------ Data for this exercise ------
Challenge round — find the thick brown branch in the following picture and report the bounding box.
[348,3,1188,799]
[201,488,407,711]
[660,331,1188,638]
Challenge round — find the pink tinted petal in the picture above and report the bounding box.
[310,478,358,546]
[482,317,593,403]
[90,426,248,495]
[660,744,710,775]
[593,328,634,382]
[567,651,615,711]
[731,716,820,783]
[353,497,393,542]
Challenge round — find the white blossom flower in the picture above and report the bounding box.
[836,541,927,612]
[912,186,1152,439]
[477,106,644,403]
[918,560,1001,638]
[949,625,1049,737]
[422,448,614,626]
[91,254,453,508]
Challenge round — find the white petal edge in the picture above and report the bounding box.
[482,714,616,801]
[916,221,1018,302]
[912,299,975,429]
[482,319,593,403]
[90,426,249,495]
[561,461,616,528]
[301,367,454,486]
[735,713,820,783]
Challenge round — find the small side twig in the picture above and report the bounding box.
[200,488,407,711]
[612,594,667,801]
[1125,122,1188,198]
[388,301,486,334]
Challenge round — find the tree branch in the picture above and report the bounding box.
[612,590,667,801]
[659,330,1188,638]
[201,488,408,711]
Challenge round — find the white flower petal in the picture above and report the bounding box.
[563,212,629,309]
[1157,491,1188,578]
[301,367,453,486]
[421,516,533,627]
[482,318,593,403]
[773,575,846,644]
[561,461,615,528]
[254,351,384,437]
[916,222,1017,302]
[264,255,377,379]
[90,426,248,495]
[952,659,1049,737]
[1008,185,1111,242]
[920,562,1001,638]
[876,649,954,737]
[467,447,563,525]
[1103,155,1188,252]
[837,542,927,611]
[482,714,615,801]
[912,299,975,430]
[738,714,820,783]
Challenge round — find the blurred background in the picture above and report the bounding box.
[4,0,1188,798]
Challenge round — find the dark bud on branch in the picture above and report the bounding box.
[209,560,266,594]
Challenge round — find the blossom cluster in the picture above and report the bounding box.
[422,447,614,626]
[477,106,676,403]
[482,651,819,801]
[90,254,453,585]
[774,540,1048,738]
------
Problem details
Starting at the line that contains "Challenge round — find the dark", copy each line through the last line of the listing, and copy nothing else.

Answer section
Challenge round — find the dark bud on branch in the picture above and report the bounding box.
[209,560,266,594]
Challenge round — find the blossom cluster in the picture above and report the bounding box.
[422,447,614,626]
[477,106,676,403]
[482,651,819,801]
[90,254,453,585]
[774,540,1048,738]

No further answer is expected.